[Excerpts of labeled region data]

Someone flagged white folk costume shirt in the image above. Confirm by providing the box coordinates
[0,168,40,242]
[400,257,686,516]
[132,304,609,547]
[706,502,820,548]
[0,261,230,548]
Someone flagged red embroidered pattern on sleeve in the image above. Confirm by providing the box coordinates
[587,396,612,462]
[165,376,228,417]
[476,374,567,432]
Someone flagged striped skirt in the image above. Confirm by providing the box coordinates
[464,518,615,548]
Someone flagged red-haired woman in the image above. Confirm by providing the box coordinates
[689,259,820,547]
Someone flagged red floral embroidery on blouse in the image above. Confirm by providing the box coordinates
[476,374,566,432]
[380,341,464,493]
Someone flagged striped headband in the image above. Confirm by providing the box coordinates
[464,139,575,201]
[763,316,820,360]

---

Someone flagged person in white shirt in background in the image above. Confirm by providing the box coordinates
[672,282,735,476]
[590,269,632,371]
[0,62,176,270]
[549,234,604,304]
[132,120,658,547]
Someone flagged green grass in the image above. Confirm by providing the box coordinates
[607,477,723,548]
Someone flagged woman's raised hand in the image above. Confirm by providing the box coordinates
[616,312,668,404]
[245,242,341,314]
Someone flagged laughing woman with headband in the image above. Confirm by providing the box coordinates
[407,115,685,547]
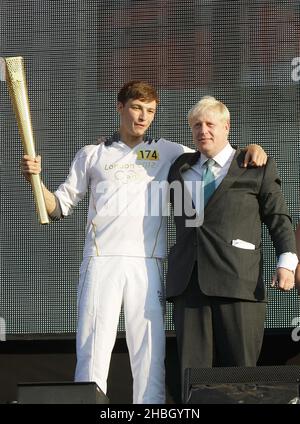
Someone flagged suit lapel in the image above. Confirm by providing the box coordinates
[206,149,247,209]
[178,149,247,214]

...

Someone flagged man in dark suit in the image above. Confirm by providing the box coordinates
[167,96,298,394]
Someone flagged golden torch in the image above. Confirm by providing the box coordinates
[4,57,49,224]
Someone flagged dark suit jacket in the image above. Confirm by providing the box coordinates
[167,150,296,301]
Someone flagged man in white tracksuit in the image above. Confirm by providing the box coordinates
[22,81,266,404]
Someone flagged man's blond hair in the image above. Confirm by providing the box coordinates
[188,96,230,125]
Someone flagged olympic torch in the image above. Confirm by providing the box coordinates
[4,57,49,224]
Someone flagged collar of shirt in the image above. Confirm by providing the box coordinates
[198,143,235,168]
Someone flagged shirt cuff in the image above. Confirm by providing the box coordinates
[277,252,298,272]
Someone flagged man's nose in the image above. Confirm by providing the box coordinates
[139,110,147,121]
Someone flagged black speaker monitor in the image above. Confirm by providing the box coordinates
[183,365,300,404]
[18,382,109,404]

*SHORT EXERCISE*: Could you rewrite the stretch from the line containing "Someone flagged red embroidered" through the line containing "[763,316,820,360]", switching "striped" to "checkered" and keeping everything else the same?

*WORKED SOLUTION*:
Someone flagged red embroidered pattern on sleeve in the image above. Confirm by providing the box coordinates
[587,396,612,462]
[165,376,228,417]
[476,374,567,432]
Someone flagged checkered skirt in the image above. Confirm by providing the box coordinates
[464,518,615,548]
Someone flagged red-haired woman in the image above. Confirm by providing the box coordinates
[689,259,820,547]
Someone flagged red floral embroidery on blouse in the image above. Confirm by providing the box coordinates
[476,374,566,432]
[380,341,464,493]
Someone flagged checkered headband in the image above. Confirm by providing the box coordinates
[464,139,575,201]
[763,316,820,360]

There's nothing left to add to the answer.